*Set of tasks:*
(a) In the article on the proposed Medicare imaging cuts, revise the text between "In addition to" and "savings up to 50%.", inclusive, so that "modalities" becomes "imaging types".
(b) According to the article on the proposed Medicare imaging cuts, what equipment utilization rate will CMS implement under the ACA mandate?

CMS is proposing a new round of cuts to the imaging technical component by extending the multi-procedural payment reduction (MPPR) across all CT, MRI, and ultrasound studies performed on the same patient in the same day in its proposed rule for the 2011 Medicare Physician Fee Schedule. As mandated by Congress, the discount increased from 25% to 50% on July 1.
In addition to being expanded to impact all CT, MRI, and US studies, the discount as proposed would apply even if a subsequent study were performed on a noncontiguous body part and using a different one of the three modalities.
According to Pam Kassing, MPA, RCC, senior economic advisor, the American College of Radiology (ACR), the ACR particularly is concerned about applying the MPPR across modalities.
“We demonstrated to CMS that the efficiencies for contiguous body areas within the same modality in the same session realized some economies,” Kassing notes in an email. “The level of saving varied but none of the CT, MR or US scenarios produced savings up to 50%.
“Expanding this policy to noncontiguous studies and across modalities on the same patient, same physician, same day cannot be based on any efficiencies in resources. Each of these studies requires a separate set-up and separate resources to accomplish the task.”
Noting that the Patient Protection and Affordable Care Act (ACA) requires CMS to identify misvalued services in the MPFS, the agency writes in the proposed rule: “There is inherent duplication in the PE [practice expense] associated with those services which are frequently furnished together, so reducing PFS payment for the second and subsequent services to account for the efficiencies in multiple service sessions may be appropriate.
“Consistent with this provision of the ACA, we are proposing a limited expansion of the current MPPR policy for imaging services for CY 2011… ”
A summary posted on the American College of Radiology (ACR) web site estimates the impact of the changes to the multiple procedure rules and the practice expense relative values to be 20% for IDTFs when fully implemented. Interventional radiologists would take a 9% hit; nuclear medicine a 6% hit; and cardiology a 5% hit.
To carry out the Congressional mandate to identify misvalued services, CMS plans to look at seven categories of codes. Because a significant number of radiology codes fall into these categories, the ACR states in its summary that close attention will be paid.
Those seven areas are: codes and families of codes for which there has been the fastest growth; codes or families of codes that have experienced substantial changes in practice expenses; codes that were recently established for new technologies or services; multiple codes that are frequently billed in conjunction with furnishing a single service; codes with low relative values, particularly those often billed multiple times for a single treatment; codes that have not been subject to review since the implementation the implementation of the resource-based relative value scale; and other codes deemed appropriate by the Secretary.
Other changes proposed for 2011:
• CMS will implement the ACA mandated equipment utilization rate of 75%, putting an end to the phasing in of the 90% rate previously set by CMS;
• CMS has proposed including other imaging modalities in the mandate that physicians providing CT, MRI, and PET under the in-office ancillary services exception provide a list of 10 other providers within a 25-mile radius; and
• CMS proposes a –6.2% update to the professional component as per the SGR formula. This is on top of the 21.2% cut delayed by Congress through November.

*Records shown:*
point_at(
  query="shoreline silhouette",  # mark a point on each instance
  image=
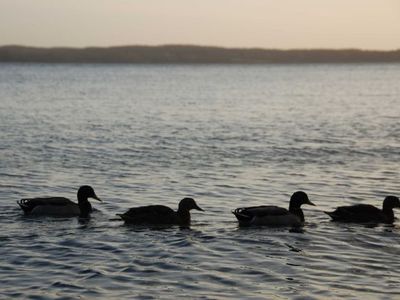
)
(190, 54)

*Solutions per task:*
(a)
In addition to being expanded to impact all CT, MRI, and US studies, the discount as proposed would apply even if a subsequent study were performed on a noncontiguous body part and using a different one of the three imaging types.
According to Pam Kassing, MPA, RCC, senior economic advisor, the American College of Radiology (ACR), the ACR particularly is concerned about applying the MPPR across imaging types.
“We demonstrated to CMS that the efficiencies for contiguous body areas within the same modality in the same session realized some economies,” Kassing notes in an email. “The level of saving varied but none of the CT, MR or US scenarios produced savings up to 50%.

(b) 75%